To do: Each entry below is to be extracted exactly.

Task material:
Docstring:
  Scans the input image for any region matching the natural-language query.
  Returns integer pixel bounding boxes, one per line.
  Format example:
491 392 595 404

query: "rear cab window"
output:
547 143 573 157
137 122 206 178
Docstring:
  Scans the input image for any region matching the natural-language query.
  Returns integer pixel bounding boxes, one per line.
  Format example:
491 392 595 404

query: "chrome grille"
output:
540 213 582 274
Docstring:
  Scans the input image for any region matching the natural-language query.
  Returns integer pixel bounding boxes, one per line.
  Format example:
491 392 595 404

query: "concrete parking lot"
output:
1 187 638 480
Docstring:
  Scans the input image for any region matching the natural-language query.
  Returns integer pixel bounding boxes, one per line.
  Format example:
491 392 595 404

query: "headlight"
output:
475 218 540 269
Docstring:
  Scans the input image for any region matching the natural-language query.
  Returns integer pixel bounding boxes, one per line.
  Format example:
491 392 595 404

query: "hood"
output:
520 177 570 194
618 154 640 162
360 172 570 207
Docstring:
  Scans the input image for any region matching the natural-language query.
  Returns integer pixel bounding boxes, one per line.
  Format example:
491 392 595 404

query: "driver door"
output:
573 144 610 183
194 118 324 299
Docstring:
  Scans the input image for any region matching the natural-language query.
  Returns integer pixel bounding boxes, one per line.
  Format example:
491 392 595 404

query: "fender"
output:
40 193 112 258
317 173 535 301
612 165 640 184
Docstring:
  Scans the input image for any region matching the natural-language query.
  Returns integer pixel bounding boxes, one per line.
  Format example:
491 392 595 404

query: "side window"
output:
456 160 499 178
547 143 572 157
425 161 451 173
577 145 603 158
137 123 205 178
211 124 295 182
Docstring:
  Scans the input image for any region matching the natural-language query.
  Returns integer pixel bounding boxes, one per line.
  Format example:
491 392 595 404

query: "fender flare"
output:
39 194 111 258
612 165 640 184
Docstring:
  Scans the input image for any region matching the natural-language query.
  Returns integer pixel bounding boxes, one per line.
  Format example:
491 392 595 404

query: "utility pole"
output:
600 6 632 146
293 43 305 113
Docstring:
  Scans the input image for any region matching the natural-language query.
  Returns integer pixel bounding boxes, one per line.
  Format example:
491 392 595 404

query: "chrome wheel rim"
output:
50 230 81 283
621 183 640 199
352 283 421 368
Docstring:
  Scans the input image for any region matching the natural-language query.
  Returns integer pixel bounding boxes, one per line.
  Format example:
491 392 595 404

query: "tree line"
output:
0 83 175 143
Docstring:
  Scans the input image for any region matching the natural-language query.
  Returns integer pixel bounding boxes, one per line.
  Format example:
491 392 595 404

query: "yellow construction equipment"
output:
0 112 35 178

Answer for this exercise:
Docstring:
  Scans the input image for any region matching the natural-language query.
  Returns integer pixel bounding boxes, one per line.
  Format example:
491 392 595 404

query: "rear cab window"
output:
547 143 573 157
137 122 206 178
Docstring:
  Scans the input image for any region matching the natural-language query.
  Returns integer pixel bounding boxes, one per line.
  Format example:
491 392 595 404

query: "chrome grille"
output:
540 213 582 274
Docstring:
  Scans the input image for any region matching the natural-language query.
  Returns integer pixel bounding boxes, one per line.
  Format example:
491 392 595 404

query: "concrete parking lot"
output:
1 187 638 480
Docstring:
  Scans the input image for any region matching the natural-language query.
  Returns integer pixel bounding boxes, one per line.
  Format example:
491 392 595 404

query: "headlight"
output:
475 218 540 269
Docstring:
  Scans the input image for any region matching the natural-language query.
  Returns integer pixel bounding boxes, one per line.
  Format example:
491 392 595 404

query: "hood"
output:
520 177 570 194
618 154 640 162
360 172 570 207
Docstring:
  Scans the input image for any region matching the natural-language query.
  Returns integer pixel bounding boxes, one per line.
  Format example:
491 392 595 404

query: "driver door"
output:
573 144 610 183
194 118 324 299
Docstring:
  Scans the input image for any region matching the natural-language query.
  Returns integer pixel bounding boxes, one per line.
  Format example:
491 392 595 404

query: "fender"
output:
40 193 112 258
317 173 535 301
612 165 640 184
Docstring:
  Scans the input image for any region matching the natural-language query.
  Returns integer pixel bounding boxes, one per line.
  Format example:
491 392 595 404

query: "side window"
output:
456 160 499 178
547 143 572 157
425 161 451 173
577 145 603 158
137 123 205 178
211 124 295 182
Docstring:
  Scans the input image for any region matching the natural-language query.
  Returns integer pixel bounding boxes, one per line.
  Format example:
491 392 595 404

query: "fender flare"
output:
39 194 111 258
612 165 640 184
Docstring:
  Scans the input image for any region matching the natural-language query.
  Returns integer pixel bounding boxes, one per line.
  Format example:
491 392 595 404

query: "utility pole"
output:
600 6 632 146
293 43 305 113
Docstring:
  Scans the input image for any region matching the natural-language query.
  Returns integer pixel bounding boxes, one per line.
  Format example:
491 392 595 404

query: "chrome wheel rim"
output:
50 230 81 283
621 183 640 199
352 283 421 368
Docstring:
  Scans the input image for any region matching the natural-language query.
  Returns integer pixel bounding boxes, one per line.
  Format example:
491 392 595 404

query: "tree line"
output:
0 83 175 143
Docstring:
  Scans the input image for any region matching the natural-language query.
  Returns integer pixel bounding boxes, one per line.
  Format example:
491 392 595 404

query: "yellow construction equipment"
output:
0 112 35 178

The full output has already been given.